— Start of Dataset extract —

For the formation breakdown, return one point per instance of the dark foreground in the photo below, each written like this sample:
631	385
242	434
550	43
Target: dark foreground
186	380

— End of Dataset extract —

Direction: Copy every line of the items above in full, and raise each answer coordinate by 144. Leave all other numbers as they are.

Task result:
For the formation breakdown, return one point per instance of the dark foreground in the photo below, each written like this sample:
631	385
242	434
550	43
Target: dark foreground
330	524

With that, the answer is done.